#### EXTRACTED RECORDS ####

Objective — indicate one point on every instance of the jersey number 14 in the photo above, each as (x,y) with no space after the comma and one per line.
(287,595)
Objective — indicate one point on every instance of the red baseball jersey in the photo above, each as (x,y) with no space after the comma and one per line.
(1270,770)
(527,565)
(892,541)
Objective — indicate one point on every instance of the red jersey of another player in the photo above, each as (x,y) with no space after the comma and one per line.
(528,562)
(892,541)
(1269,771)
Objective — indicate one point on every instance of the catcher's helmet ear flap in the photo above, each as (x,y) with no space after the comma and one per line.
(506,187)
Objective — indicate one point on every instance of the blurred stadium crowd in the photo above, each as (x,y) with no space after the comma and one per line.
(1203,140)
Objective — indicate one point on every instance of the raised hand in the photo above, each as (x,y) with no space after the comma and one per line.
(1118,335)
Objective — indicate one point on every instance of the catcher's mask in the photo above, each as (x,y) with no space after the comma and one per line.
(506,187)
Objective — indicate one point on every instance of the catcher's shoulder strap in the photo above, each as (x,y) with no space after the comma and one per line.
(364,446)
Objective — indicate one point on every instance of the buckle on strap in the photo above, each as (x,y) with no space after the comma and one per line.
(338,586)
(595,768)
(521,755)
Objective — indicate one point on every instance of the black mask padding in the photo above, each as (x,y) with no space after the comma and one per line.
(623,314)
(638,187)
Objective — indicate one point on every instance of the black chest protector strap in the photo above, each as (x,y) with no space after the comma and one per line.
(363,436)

####

TASK GOAL = In full and verbatim, transcribe the data.

THE COMPLETED TASK =
Objective — indicate one point on every instance of the jersey number 14 in the photo above, each as (x,y) with no space after the comma and one per line.
(287,595)
Objective — indicate one point on every instance of the red baseball jersey in the photo above, each as (x,y) with no space after the comma and one per line.
(1270,770)
(527,565)
(892,541)
Objective — indicate one point on every instance of the red jersey of another player in the photo above, each as (x,y) with no space after the comma and one per line.
(528,562)
(892,541)
(1269,771)
Objective — indicate one point on every instance of the catcher's helmet ear flap in the photo above, each as (x,y) with no space after the comma and one per line.
(506,187)
Objective — indicate one point on every instance of the blurred stadium crowd in the photo above, each as (x,y) with no space after the comma and one per line.
(1203,140)
Objective — indicate one point on every instance of the raised hand in the photo above, each as (x,y) with no space after the comma and one per line.
(1118,335)
Objective — indicate one point on every instance of the catcher's mask in the photo above, each as (x,y) with no space after the comma and one per line.
(506,187)
Objective — indicate one point on every instance of the catcher's shoulder strap in the photo above, each as (x,y) with no space after the comma and one per line.
(364,446)
Objective — indicate one point on every instance of the buckle on strap in the photo above, each as (x,y) with no space after the comma and one per line.
(338,586)
(595,768)
(521,755)
Objective — indicate one point on every instance of the black mask padding in the photo above, each as (x,y) with no space after the comma and one per line.
(623,314)
(638,187)
Objective — indicate one point on every instance of the black chest protector strap in the photo above, each as (x,y) with no space after the comma and one per line.
(363,436)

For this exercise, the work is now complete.